(Point annotation records)
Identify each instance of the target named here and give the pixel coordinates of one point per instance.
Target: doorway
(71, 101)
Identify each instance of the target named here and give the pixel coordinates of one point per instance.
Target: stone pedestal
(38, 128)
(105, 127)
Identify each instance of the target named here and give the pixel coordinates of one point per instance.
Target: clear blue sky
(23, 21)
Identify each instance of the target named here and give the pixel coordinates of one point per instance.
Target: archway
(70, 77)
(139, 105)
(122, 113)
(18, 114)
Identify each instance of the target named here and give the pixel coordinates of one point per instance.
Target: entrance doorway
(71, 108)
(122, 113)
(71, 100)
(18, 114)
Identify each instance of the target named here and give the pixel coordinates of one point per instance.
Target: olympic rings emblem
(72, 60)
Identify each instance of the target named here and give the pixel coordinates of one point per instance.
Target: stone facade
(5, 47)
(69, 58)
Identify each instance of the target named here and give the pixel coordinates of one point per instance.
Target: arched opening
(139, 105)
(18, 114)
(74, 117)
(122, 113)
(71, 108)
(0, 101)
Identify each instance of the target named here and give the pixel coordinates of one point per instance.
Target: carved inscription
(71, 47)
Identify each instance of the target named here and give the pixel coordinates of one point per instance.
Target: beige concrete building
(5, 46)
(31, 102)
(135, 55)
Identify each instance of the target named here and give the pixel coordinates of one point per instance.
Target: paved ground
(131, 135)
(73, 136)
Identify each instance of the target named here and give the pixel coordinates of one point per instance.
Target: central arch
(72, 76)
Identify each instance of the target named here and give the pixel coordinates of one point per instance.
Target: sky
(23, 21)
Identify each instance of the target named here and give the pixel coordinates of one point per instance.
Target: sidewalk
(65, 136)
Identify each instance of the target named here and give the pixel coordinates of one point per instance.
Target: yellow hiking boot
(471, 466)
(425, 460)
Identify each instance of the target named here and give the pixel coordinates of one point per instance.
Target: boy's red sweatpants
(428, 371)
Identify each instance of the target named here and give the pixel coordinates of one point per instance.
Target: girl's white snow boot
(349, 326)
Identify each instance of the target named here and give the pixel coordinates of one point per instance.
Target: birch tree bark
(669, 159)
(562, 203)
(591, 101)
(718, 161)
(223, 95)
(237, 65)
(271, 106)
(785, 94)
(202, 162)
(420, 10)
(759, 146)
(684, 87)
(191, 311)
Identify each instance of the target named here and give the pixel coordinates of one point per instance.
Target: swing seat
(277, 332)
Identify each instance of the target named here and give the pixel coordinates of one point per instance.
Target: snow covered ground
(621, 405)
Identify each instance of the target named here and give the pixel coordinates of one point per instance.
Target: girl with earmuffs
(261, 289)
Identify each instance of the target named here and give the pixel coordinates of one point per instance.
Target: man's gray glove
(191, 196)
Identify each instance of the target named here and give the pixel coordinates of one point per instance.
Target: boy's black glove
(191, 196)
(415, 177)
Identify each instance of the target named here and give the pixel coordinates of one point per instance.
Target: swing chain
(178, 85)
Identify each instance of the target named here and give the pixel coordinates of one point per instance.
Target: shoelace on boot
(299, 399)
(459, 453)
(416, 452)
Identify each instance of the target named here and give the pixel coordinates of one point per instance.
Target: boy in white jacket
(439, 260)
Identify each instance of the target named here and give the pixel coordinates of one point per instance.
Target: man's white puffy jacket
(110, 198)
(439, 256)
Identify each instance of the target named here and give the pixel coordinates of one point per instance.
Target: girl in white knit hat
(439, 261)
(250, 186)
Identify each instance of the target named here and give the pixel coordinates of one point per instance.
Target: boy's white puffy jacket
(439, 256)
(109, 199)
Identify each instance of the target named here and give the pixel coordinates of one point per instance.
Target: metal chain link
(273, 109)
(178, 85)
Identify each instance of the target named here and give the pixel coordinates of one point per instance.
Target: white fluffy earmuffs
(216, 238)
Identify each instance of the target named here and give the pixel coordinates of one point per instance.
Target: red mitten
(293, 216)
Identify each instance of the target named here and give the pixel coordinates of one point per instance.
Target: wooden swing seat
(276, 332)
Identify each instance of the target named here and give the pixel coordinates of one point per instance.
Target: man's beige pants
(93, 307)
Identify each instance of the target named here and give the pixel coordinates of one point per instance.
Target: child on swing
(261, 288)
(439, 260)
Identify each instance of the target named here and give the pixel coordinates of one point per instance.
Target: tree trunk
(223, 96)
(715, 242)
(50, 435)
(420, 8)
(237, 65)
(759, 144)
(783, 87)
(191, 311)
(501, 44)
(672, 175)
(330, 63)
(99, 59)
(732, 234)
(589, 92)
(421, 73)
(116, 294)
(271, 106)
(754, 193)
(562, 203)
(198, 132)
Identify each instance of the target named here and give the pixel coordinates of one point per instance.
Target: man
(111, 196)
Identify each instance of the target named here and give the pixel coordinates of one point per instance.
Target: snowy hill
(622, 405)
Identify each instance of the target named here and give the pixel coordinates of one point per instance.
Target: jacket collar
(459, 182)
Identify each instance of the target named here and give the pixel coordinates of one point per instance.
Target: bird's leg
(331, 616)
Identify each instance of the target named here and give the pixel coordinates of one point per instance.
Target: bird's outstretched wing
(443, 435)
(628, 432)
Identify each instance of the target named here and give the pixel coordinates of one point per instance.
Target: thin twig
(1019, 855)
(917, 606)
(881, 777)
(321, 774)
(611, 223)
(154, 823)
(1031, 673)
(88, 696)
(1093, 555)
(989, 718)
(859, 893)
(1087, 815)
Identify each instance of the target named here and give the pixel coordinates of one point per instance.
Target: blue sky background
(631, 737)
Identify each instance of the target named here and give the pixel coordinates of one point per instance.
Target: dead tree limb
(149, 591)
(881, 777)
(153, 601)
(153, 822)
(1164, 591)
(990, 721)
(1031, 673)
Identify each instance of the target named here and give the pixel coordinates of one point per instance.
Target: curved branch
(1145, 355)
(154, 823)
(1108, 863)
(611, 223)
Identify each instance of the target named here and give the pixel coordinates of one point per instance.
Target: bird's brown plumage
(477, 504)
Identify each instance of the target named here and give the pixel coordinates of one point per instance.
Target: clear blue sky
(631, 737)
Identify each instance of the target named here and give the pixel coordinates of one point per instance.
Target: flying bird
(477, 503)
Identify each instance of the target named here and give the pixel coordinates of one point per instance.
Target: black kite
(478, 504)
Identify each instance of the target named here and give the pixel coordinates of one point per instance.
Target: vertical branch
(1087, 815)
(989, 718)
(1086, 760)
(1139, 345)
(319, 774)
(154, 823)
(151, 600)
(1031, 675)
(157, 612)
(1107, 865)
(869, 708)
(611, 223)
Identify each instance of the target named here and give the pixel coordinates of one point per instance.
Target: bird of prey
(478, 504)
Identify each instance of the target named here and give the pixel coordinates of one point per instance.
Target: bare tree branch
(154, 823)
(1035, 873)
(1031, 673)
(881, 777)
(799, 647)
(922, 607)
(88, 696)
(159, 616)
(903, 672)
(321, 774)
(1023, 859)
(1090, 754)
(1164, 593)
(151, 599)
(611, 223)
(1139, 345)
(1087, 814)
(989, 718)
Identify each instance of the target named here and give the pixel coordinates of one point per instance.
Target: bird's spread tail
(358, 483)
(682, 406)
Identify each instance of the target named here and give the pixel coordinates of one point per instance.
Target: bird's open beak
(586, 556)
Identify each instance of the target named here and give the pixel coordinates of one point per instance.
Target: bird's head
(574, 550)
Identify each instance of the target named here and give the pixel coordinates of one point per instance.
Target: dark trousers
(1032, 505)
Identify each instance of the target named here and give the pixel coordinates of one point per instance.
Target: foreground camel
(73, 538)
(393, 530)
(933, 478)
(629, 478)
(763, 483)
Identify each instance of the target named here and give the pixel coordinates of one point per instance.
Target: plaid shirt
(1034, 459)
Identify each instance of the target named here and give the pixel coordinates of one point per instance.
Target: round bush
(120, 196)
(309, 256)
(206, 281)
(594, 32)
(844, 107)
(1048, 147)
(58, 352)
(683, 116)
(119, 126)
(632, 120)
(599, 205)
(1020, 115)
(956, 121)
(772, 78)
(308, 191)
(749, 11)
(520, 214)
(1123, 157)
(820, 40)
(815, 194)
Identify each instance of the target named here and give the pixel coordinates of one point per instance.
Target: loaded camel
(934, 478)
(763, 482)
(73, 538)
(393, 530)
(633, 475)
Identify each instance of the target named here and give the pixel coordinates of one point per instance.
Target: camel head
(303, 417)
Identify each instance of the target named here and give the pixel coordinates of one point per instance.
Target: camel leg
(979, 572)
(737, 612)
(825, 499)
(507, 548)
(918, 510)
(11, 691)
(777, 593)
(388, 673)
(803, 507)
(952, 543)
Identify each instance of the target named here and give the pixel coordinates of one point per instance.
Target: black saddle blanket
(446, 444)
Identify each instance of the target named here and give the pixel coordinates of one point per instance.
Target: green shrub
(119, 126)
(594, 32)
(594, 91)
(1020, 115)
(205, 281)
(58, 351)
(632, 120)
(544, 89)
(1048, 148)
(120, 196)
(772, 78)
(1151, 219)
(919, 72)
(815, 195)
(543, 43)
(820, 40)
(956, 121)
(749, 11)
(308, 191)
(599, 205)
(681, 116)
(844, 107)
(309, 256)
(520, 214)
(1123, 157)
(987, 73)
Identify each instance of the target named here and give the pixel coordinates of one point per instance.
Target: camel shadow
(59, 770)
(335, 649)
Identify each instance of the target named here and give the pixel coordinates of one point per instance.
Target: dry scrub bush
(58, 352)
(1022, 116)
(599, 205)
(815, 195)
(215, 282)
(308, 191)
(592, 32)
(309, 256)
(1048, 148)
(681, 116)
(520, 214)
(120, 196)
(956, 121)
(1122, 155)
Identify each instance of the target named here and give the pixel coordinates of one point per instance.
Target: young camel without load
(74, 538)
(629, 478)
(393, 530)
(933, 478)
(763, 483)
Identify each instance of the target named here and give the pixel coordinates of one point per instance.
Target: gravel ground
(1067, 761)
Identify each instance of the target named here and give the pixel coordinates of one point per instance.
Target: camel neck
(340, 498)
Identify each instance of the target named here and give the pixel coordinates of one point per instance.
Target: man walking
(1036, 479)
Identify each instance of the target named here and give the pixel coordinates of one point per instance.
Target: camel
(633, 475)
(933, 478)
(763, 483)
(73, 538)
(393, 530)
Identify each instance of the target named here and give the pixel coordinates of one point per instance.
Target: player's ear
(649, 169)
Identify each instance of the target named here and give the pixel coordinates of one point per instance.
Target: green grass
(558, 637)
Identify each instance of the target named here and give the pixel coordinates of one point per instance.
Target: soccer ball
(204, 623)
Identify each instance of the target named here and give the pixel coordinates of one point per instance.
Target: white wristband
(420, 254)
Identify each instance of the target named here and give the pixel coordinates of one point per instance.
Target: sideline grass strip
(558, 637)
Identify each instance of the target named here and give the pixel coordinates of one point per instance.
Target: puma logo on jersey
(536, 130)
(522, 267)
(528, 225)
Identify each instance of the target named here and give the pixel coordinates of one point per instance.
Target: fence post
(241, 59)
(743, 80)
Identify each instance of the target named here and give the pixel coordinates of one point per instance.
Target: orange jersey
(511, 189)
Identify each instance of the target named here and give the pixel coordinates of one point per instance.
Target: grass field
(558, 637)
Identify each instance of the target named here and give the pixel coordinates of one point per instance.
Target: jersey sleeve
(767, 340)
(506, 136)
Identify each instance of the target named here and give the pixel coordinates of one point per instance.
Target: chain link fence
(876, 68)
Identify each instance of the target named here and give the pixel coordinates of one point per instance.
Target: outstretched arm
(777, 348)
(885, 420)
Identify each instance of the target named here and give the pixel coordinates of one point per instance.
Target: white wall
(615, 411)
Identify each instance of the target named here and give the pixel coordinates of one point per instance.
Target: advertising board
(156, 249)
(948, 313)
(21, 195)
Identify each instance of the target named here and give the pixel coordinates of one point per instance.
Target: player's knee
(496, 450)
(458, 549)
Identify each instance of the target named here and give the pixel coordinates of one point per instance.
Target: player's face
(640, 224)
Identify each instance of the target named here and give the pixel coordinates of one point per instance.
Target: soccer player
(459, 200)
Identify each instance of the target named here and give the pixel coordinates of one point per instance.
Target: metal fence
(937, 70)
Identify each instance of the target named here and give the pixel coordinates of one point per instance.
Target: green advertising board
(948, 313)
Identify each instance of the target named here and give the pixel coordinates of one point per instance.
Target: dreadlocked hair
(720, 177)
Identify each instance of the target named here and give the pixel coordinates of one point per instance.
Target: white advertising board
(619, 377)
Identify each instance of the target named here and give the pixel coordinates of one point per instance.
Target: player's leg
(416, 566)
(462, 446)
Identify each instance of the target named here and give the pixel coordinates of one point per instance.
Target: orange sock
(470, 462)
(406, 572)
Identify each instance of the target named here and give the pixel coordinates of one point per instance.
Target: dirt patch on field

◆ **EXERCISE TASK**: Please identify every line of the data above that contains the word "link" and copy each of those lines.

◆ **OUTPUT**:
Target: metal chain link
Target: chain link fence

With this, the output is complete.